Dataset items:
= Beginning of Section =
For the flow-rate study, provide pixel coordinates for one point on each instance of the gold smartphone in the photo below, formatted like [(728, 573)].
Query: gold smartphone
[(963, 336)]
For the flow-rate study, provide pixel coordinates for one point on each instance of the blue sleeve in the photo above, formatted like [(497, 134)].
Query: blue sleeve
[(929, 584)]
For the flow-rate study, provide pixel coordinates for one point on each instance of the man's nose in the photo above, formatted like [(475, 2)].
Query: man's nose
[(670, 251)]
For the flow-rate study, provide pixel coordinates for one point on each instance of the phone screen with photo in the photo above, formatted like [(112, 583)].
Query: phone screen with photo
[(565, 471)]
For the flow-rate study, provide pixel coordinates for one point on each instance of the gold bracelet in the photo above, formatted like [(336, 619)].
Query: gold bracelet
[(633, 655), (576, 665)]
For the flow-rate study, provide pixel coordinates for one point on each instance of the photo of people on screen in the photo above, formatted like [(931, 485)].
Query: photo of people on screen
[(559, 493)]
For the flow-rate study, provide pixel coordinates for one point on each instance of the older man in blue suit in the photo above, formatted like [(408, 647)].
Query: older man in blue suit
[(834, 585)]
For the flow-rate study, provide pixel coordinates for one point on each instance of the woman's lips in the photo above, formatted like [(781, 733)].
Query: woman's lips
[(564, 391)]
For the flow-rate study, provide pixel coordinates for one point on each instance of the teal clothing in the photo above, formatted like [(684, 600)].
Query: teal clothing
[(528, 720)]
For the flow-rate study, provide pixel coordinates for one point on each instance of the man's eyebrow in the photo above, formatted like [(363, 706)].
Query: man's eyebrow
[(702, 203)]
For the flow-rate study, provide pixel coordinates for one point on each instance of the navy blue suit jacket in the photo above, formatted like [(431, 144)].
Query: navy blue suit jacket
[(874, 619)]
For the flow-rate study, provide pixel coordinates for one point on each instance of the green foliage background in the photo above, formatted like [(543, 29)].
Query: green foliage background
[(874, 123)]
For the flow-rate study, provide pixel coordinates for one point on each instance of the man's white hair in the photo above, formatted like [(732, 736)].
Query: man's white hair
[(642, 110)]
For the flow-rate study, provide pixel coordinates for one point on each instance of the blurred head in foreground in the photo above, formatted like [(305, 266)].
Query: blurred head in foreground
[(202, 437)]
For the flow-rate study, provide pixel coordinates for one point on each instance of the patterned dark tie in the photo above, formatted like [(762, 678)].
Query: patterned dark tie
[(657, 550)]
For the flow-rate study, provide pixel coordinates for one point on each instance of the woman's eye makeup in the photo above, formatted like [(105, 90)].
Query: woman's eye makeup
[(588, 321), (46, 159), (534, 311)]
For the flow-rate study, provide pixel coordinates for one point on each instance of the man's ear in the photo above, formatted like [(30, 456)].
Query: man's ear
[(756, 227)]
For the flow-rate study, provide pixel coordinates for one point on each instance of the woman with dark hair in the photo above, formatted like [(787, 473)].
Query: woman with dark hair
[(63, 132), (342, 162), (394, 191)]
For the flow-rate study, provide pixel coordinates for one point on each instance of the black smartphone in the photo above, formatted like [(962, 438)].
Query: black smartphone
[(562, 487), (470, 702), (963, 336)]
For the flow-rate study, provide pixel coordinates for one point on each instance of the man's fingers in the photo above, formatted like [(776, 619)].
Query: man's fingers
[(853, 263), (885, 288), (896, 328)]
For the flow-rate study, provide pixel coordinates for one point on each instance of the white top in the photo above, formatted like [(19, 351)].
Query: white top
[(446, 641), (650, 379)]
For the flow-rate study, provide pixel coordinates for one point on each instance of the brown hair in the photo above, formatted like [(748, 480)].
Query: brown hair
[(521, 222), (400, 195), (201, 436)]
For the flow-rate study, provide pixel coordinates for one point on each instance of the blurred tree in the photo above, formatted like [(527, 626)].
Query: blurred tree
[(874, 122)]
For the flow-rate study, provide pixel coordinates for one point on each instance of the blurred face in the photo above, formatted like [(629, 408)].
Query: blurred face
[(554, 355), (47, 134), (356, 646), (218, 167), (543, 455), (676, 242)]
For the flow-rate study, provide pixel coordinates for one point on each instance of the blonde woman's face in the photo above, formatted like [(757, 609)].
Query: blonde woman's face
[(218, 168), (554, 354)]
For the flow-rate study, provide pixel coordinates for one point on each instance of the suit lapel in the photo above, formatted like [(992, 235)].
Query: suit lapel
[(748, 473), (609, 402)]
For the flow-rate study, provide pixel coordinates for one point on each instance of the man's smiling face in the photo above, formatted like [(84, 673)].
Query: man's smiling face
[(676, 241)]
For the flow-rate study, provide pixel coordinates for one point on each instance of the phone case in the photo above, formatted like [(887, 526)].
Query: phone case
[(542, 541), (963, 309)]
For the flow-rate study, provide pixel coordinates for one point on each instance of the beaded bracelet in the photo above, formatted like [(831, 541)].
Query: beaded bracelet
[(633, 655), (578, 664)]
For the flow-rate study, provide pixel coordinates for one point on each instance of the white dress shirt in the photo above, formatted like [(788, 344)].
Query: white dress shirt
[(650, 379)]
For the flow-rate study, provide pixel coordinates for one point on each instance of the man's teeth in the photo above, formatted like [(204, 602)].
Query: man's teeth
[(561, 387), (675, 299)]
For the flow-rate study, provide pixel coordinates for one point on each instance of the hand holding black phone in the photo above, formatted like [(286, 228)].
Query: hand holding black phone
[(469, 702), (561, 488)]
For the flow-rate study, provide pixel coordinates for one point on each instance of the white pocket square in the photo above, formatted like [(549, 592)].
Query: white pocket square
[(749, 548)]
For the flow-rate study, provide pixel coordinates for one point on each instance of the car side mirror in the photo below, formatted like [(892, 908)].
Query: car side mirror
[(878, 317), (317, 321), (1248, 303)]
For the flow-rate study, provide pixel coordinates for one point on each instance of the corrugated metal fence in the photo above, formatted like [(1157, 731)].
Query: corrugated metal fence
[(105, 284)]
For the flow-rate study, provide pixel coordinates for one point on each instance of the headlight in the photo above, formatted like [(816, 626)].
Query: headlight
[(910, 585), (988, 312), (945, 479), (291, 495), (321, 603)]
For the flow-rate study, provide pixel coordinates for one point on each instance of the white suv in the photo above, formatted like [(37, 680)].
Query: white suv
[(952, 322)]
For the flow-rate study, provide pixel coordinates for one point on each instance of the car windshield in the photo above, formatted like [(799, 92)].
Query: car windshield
= End of Section =
- _ASSIGNED TASK_
Your answer must be a single number: the count of lines in the records above that contain "below".

- _WORKED SOLUTION_
2